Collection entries
------------------------

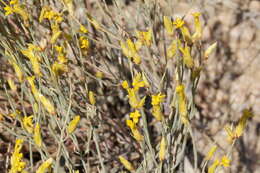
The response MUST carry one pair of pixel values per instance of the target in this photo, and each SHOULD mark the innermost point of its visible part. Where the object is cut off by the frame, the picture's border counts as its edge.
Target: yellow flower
(21, 11)
(211, 152)
(187, 59)
(37, 135)
(145, 37)
(157, 113)
(55, 35)
(225, 161)
(125, 49)
(27, 123)
(213, 167)
(11, 84)
(134, 100)
(182, 105)
(135, 116)
(138, 82)
(17, 70)
(45, 166)
(162, 151)
(91, 97)
(93, 22)
(146, 83)
(73, 124)
(47, 104)
(168, 25)
(157, 99)
(209, 50)
(126, 163)
(198, 30)
(83, 29)
(17, 165)
(172, 49)
(8, 10)
(59, 68)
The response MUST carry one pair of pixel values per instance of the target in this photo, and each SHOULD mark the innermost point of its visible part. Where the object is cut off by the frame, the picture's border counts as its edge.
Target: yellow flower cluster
(137, 83)
(156, 103)
(135, 103)
(17, 165)
(15, 7)
(73, 124)
(31, 54)
(39, 97)
(224, 162)
(60, 65)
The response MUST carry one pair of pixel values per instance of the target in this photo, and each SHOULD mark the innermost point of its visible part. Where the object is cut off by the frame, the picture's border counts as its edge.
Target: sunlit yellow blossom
(83, 29)
(182, 105)
(198, 29)
(73, 124)
(8, 10)
(168, 25)
(17, 70)
(209, 50)
(21, 11)
(126, 163)
(157, 99)
(134, 100)
(211, 152)
(162, 151)
(59, 68)
(28, 123)
(55, 35)
(17, 165)
(125, 49)
(187, 59)
(242, 122)
(213, 167)
(47, 104)
(91, 97)
(135, 116)
(145, 37)
(93, 22)
(172, 49)
(157, 113)
(37, 135)
(225, 161)
(11, 84)
(146, 83)
(45, 166)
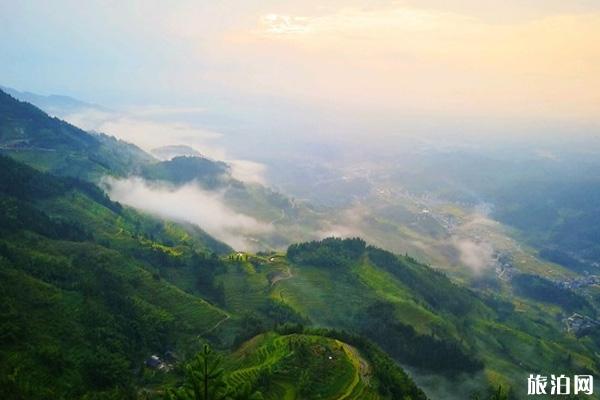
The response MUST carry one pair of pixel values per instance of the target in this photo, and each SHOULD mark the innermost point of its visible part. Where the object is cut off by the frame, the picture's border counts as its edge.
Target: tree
(203, 379)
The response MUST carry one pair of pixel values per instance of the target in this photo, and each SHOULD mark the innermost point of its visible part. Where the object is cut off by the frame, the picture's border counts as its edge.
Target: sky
(318, 66)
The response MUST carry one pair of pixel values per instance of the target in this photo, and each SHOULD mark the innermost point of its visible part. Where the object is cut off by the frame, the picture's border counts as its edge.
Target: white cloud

------------------------

| What is required |
Copy the listing over exactly, skipping the pictures it holds.

| Problem solution |
The response MUST carry one pair of pixel values per instance of the target in this photo, and each SHOULD mark the innermost point of its visible part. Where the object is cut off by the frame, the picture's border counts as its edge.
Target: yellow flower
(21, 11)
(211, 152)
(187, 59)
(37, 135)
(145, 37)
(157, 113)
(55, 35)
(225, 161)
(125, 49)
(27, 123)
(213, 167)
(11, 84)
(134, 100)
(182, 105)
(135, 116)
(138, 82)
(17, 70)
(45, 166)
(162, 151)
(91, 97)
(93, 22)
(146, 83)
(73, 124)
(47, 104)
(168, 25)
(157, 99)
(209, 50)
(126, 163)
(198, 30)
(83, 29)
(17, 165)
(172, 49)
(8, 10)
(59, 68)
The response MUST carry one pair of pixel values per instance of the target in this photo, and each SHOULD mark the innermost point of its visible part. Where the object is cut off by the frame, the picture's border counts as its edge.
Target: yellow flower cluster
(137, 83)
(156, 103)
(135, 103)
(17, 165)
(15, 7)
(73, 124)
(31, 54)
(39, 97)
(224, 162)
(60, 65)
The response MUST carry one pair of pixel values per instance of the target in this photo, and each SHOULD mark the innermost point of its visible part. Where the object is cut off by the frame, the picture's border counts as its edge.
Target: sunlit yellow blossom
(83, 29)
(182, 105)
(198, 29)
(73, 124)
(8, 10)
(168, 25)
(17, 70)
(209, 50)
(21, 11)
(126, 163)
(157, 99)
(134, 100)
(211, 152)
(162, 151)
(59, 68)
(28, 123)
(55, 35)
(17, 165)
(125, 49)
(187, 59)
(242, 122)
(213, 167)
(47, 104)
(91, 97)
(135, 116)
(145, 37)
(93, 22)
(172, 49)
(157, 113)
(37, 135)
(225, 161)
(11, 84)
(146, 83)
(45, 166)
The response MUST carry one pair of pixel values per instance of the target in this photo, and each SHOULD mark the innermost point of its visible part. Where the object is cut off by the frame, the picture's border counts as its edge.
Target: tree
(203, 379)
The response MUST carry one pair of pixel values per instance of the target in this photo, and each SHOULD mark the innermost point of its visible part. Where the object is cut off by the frame, the picture's border counts as its edge.
Target: sky
(318, 66)
The response MUST carry one pair of pixel values per instance of the target in this photo, and each SHOULD mark the innermost point of its visible part. Where the object is cut off by the frame, the picture's border counts as its edge.
Target: white cloud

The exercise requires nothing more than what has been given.